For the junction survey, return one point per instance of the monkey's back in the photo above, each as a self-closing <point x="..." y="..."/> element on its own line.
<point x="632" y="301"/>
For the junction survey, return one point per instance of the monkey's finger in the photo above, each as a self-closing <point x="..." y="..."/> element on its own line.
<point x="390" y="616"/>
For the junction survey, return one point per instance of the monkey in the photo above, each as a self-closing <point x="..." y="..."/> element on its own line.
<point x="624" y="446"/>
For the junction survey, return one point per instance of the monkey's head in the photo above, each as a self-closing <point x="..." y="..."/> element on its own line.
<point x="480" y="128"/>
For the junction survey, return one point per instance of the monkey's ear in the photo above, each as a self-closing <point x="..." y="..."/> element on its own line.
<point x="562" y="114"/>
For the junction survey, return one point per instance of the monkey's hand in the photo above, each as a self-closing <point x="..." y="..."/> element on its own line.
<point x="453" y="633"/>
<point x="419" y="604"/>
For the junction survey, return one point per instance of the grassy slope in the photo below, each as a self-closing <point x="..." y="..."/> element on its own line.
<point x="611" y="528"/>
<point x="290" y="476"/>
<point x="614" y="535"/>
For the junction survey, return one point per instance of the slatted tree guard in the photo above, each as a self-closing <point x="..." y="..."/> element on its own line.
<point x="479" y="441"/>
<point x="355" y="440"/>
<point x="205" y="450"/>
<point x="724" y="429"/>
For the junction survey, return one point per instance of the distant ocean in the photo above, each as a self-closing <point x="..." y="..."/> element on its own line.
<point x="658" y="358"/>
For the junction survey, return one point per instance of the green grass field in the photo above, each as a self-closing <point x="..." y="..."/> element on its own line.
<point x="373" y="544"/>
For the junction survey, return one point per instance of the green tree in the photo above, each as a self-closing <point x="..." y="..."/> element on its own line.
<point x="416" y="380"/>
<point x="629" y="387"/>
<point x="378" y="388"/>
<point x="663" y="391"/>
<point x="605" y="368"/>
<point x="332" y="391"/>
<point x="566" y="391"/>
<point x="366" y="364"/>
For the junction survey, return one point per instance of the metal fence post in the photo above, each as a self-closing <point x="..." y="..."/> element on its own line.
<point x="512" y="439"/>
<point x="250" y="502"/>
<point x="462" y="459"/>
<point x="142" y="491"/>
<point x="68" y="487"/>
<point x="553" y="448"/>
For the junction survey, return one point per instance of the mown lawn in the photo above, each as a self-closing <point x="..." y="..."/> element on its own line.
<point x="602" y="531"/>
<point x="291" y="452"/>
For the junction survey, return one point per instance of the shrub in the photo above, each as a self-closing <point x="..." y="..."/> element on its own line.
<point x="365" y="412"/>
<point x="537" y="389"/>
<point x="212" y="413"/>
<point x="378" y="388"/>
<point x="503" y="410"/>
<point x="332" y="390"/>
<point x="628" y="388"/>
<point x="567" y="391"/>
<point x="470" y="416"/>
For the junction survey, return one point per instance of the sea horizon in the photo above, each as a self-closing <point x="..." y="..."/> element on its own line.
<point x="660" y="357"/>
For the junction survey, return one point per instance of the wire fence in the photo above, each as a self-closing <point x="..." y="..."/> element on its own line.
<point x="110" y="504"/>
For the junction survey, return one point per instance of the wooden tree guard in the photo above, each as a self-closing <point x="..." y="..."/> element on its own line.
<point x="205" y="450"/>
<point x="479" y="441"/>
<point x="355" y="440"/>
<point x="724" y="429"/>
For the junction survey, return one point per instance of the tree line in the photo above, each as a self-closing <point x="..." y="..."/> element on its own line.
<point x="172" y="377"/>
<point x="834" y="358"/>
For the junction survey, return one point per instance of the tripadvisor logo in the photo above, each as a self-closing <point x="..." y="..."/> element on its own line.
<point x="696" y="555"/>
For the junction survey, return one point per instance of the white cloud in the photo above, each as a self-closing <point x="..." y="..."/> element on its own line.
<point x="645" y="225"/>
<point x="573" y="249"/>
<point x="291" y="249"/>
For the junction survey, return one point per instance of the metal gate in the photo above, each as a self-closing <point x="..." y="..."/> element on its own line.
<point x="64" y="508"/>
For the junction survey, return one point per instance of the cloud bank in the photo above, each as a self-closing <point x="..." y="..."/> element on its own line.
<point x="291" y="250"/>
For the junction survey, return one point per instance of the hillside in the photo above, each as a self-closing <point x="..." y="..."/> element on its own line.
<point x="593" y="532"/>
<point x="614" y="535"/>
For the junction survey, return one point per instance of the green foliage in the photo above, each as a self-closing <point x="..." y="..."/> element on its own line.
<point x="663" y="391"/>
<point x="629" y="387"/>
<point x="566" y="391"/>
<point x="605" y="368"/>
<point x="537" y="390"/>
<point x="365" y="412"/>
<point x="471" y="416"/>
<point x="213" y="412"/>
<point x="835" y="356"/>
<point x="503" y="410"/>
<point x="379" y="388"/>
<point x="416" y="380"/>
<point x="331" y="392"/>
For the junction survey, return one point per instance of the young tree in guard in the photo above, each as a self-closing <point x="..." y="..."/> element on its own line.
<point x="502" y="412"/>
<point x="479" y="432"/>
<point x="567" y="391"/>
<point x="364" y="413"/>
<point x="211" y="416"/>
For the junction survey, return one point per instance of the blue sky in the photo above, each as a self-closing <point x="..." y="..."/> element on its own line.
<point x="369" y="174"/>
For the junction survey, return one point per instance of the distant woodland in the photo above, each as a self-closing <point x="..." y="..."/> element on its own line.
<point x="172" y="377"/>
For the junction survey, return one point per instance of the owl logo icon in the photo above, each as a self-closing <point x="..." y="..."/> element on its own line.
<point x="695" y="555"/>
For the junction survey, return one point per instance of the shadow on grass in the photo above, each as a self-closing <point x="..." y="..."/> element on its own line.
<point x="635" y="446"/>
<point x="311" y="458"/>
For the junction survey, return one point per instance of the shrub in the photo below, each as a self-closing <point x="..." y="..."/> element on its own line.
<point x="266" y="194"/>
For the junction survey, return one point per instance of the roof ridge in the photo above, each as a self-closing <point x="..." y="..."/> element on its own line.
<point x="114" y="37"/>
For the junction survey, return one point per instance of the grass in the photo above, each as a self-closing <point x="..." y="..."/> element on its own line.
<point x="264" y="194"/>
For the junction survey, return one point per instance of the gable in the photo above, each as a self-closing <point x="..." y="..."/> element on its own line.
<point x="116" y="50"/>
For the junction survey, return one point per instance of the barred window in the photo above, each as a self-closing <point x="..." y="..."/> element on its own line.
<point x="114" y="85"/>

- - - -

▸ Exercise brief
Word for word, the whole listing should be given again.

▸ Finished exercise
For the junction survey, return one point per instance of the monkey's back in the photo above, each as a self-closing <point x="..." y="..."/> element on its own line.
<point x="632" y="301"/>
For the junction survey, return one point per instance of the monkey's finger in the photo above, each as a self-closing <point x="..." y="..."/> element on its own line.
<point x="390" y="616"/>
For the junction survey, return one point per instance of the monkey in the photo above, each as a self-closing <point x="..." y="..."/> element on its own line.
<point x="624" y="446"/>
For the junction survey, return one point per instance of the monkey's head in the photo above, each as a self-closing <point x="..." y="..."/> element on its own line.
<point x="480" y="128"/>
For the junction survey, return one point per instance of the monkey's ear in the photo above, each as a self-closing <point x="..." y="..."/> element on its own line.
<point x="562" y="114"/>
For the junction survey, return one point per instance of the monkey's hand in the photo above, each as a self-closing <point x="..." y="..."/> element on its own line.
<point x="453" y="633"/>
<point x="419" y="604"/>
For the junction survey, return one point per instance of the grassy slope in the photo below, each as a self-closing <point x="..." y="..."/> element on its own line.
<point x="611" y="528"/>
<point x="290" y="476"/>
<point x="614" y="535"/>
For the junction survey, return one point per instance of the slatted tree guard in the photo above, each as a self-closing <point x="..." y="..."/> element on its own line.
<point x="479" y="441"/>
<point x="355" y="440"/>
<point x="205" y="450"/>
<point x="724" y="429"/>
For the junction survey, return one point per instance of the distant ocean in the photo above, each as a self-closing <point x="..." y="..."/> element on its own line.
<point x="658" y="358"/>
For the junction survey, return one point per instance of the green grass field in the photo above, each as a self-closing <point x="..." y="..."/> element on its own line.
<point x="373" y="544"/>
For the junction survey, return one point per instance of the green tree in the photo above, each as a self-closing <point x="..." y="..."/> element on its own line.
<point x="416" y="380"/>
<point x="629" y="387"/>
<point x="378" y="388"/>
<point x="663" y="391"/>
<point x="605" y="368"/>
<point x="332" y="391"/>
<point x="566" y="391"/>
<point x="366" y="364"/>
For the junction survey, return one point per instance of the metal fence post in the photo above, each as a self-closing <point x="..." y="..."/> element on its own line.
<point x="512" y="439"/>
<point x="250" y="502"/>
<point x="462" y="459"/>
<point x="142" y="491"/>
<point x="68" y="487"/>
<point x="553" y="448"/>
For the junction survey, return one point per instance of the mown lawn in the photo above, each as a self-closing <point x="..." y="..."/> element on its own line.
<point x="602" y="531"/>
<point x="291" y="452"/>
For the junction survey, return one point per instance of the shrub in the photo above, each as a self-closing <point x="..." y="..."/> element on its own line.
<point x="365" y="412"/>
<point x="537" y="389"/>
<point x="212" y="413"/>
<point x="378" y="388"/>
<point x="503" y="410"/>
<point x="332" y="390"/>
<point x="628" y="388"/>
<point x="567" y="391"/>
<point x="470" y="416"/>
For the junction survey, return one point per instance of the sea horizon in the photo above, each as a self-closing <point x="..." y="..."/> element on its own line.
<point x="660" y="357"/>
For the junction survey, return one point per instance of the wire fence in the photo above, each as a self-closing <point x="..." y="..."/> element on its own line.
<point x="110" y="504"/>
For the junction survey, return one point per instance of the wooden tree guard in the photo above, each as a self-closing <point x="..." y="..."/> element on its own line.
<point x="205" y="450"/>
<point x="479" y="441"/>
<point x="355" y="440"/>
<point x="724" y="429"/>
For the junction survey, return one point per instance of the tree line in the photo above, each as a self-closing <point x="..." y="..."/> element on its own line.
<point x="172" y="377"/>
<point x="834" y="358"/>
For the junction survey, return one point per instance of the tripadvisor logo in the photo above, each as a self-closing <point x="..." y="..."/> element on its own line.
<point x="696" y="555"/>
For the junction survey, return one point per instance of the white cloud in the photo above, each as a self-closing <point x="..." y="..."/> element on its own line.
<point x="645" y="225"/>
<point x="573" y="249"/>
<point x="291" y="249"/>
For the junction survey, return one point per instance of the metal gate in the photo above, each as a self-closing <point x="..." y="..."/> element on its own line.
<point x="64" y="508"/>
For the junction survey, return one point per instance of the cloud bank in the photo above, each as a self-closing <point x="..." y="..."/> element on its own line.
<point x="291" y="250"/>
For the junction survey, return one point per instance of the hillside in the photo above, each as a self-closing <point x="..." y="..."/> element on its own line.
<point x="593" y="532"/>
<point x="614" y="535"/>
For the junction survey, return one point per instance of the green foliage in the photo above, each as a self-closing <point x="..." y="..."/> element on its own line.
<point x="663" y="391"/>
<point x="629" y="387"/>
<point x="566" y="391"/>
<point x="605" y="368"/>
<point x="537" y="390"/>
<point x="365" y="412"/>
<point x="471" y="416"/>
<point x="213" y="412"/>
<point x="835" y="356"/>
<point x="503" y="410"/>
<point x="379" y="388"/>
<point x="416" y="380"/>
<point x="331" y="392"/>
For the junction survey, return one point per instance of the young tree in guard in the photo above, each as a self-closing <point x="..." y="..."/> element on its own line.
<point x="502" y="412"/>
<point x="479" y="432"/>
<point x="567" y="391"/>
<point x="364" y="413"/>
<point x="211" y="416"/>
For the junction survey, return one point per instance of the blue sky in the photo above, each as a self-closing <point x="..." y="..."/> element on its own line.
<point x="369" y="174"/>
For the junction survey, return one point per instance of the distant woodland in the photo above, each as a self-closing <point x="..." y="..."/> element on its own line.
<point x="172" y="377"/>
For the junction survey, return one point per instance of the owl logo icon in the photo above, each as a self-closing <point x="..." y="..."/> element on its own line.
<point x="695" y="555"/>
For the junction survey, return one point per instance of the shadow on grass in the photo above, each as a self-closing <point x="..." y="..."/> element on its own line.
<point x="635" y="446"/>
<point x="311" y="458"/>
For the junction survey, return one point per instance of the shrub in the photo below, each as a self-closing <point x="..." y="..."/> element on its own line.
<point x="266" y="194"/>
For the junction survey, return one point per instance of the roof ridge in the photo above, each as a self-closing <point x="..." y="..."/> element on its own line.
<point x="114" y="37"/>
For the junction survey, return one point per instance of the grass in the photo above, each as a self-closing <point x="..." y="..."/> element on its own line.
<point x="264" y="194"/>
For the junction survey, return one point per instance of the gable in the photo above, each as a self-closing <point x="..." y="..."/> element on its own line.
<point x="116" y="50"/>
For the junction survey, return one point per instance of the barred window in the photo above, each as a self-closing <point x="..." y="..."/> element on its own line.
<point x="114" y="85"/>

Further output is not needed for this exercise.